[Exercise directions]:
Give the entries below again, word for word, and leave out the images.

[Entries provided]:
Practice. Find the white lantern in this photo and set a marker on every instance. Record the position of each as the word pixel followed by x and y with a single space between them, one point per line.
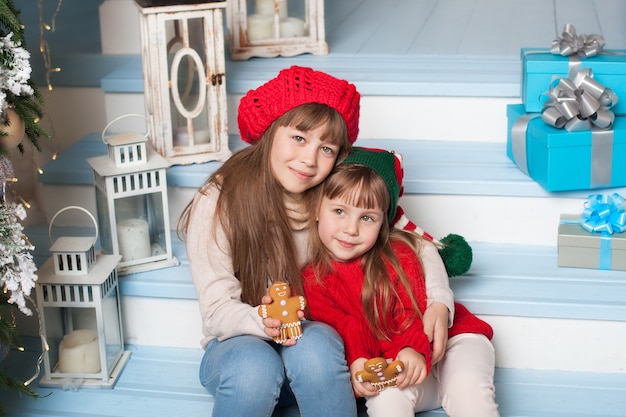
pixel 79 302
pixel 269 28
pixel 182 48
pixel 131 200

[Response to the exercise]:
Practice. Find the white lantern in this photo and set a marker on every instance. Record the position of each as the word pixel followed by x and y with a single space between them, one point per line.
pixel 79 302
pixel 269 28
pixel 182 48
pixel 131 200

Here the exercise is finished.